───── Material supplied ─────
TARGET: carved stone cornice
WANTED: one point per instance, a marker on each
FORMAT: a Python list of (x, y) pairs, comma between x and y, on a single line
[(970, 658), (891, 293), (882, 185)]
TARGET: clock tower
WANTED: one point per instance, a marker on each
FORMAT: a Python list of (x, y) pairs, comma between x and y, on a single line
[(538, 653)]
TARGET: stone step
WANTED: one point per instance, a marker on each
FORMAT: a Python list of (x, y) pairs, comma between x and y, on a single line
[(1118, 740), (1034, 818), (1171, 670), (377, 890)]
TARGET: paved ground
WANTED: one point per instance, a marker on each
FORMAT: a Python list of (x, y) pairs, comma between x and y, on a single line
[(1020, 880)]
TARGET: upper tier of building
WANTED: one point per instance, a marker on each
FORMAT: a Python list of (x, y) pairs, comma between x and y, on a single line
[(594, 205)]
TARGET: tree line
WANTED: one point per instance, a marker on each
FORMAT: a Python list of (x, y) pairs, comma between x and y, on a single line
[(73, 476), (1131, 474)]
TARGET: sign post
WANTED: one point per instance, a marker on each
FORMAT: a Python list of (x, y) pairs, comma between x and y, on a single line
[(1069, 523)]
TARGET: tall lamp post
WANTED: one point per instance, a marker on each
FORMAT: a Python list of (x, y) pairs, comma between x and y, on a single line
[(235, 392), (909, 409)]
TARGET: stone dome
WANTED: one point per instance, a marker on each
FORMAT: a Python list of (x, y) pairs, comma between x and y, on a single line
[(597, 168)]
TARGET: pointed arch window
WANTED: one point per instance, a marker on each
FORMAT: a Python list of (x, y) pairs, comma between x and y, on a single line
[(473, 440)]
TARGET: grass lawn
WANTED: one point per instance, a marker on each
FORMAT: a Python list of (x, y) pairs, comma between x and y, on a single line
─────
- **Written request**:
Reproduce all of the lines above, substituting "OBJECT" for every occurrence of "TARGET" and leaving everything else unchanged.

- **Task solution**:
OBJECT: carved stone cornice
WANTED: one point per instance, a marker on each
FORMAT: a Python list of (x, y) pairs, comma between x and y, on a single line
[(970, 658), (891, 293), (882, 185)]
OBJECT: clock tower
WANTED: one point per instance, a marker on each
FORMAT: a Python list of (x, y) pairs, comma between x and y, on a single line
[(538, 653)]
OBJECT: stone step
WANTED: one point per instance, a marker on each
FORMAT: a Python list of (x, y) pairs, comma between x and y, on a single line
[(1118, 740), (1034, 818), (1171, 670), (377, 890)]
OBJECT: paved ground
WANTED: one point per instance, a marker on each
FORMAT: a Python list of (x, y) pairs, comma between x and y, on a single line
[(1020, 880)]
OBJECT: upper tier of building
WANTED: one point per instance, a marker on each
FORMAT: a Python list of (x, y) pairs, comma between x and y, on a single line
[(594, 205)]
OBJECT: tree line
WANTED: one point per instance, a marker on each
FORMAT: a Python list of (x, y) pairs, comma between x and y, on a single line
[(73, 476), (1131, 474)]
OBJECT: sign post
WANTED: one point per instance, a marker on each
FORMAT: a Python list of (x, y) pairs, comma between x and y, on a single line
[(1069, 523)]
OBJECT: tall lamp post
WANTED: one point per instance, a marker on each
FORMAT: a Python list of (x, y) pairs, comma between x and y, on a single line
[(235, 392), (909, 409)]
OBJECT: stone dome
WANTED: one point per instance, a marker on each
FORMAT: a Python list of (x, y) pairs, comma between x and y, on a single line
[(597, 168)]
OBJECT: pointed arch window
WANTED: one point per instance, a marker on each
FORMAT: a Python list of (x, y) pairs, comma between x and y, on a single line
[(473, 440)]
OBJECT: grass lawn
WANTED: one point per instance, a marker on each
FORMAT: a Python list of (x, y) pairs, comma between x and y, on a single line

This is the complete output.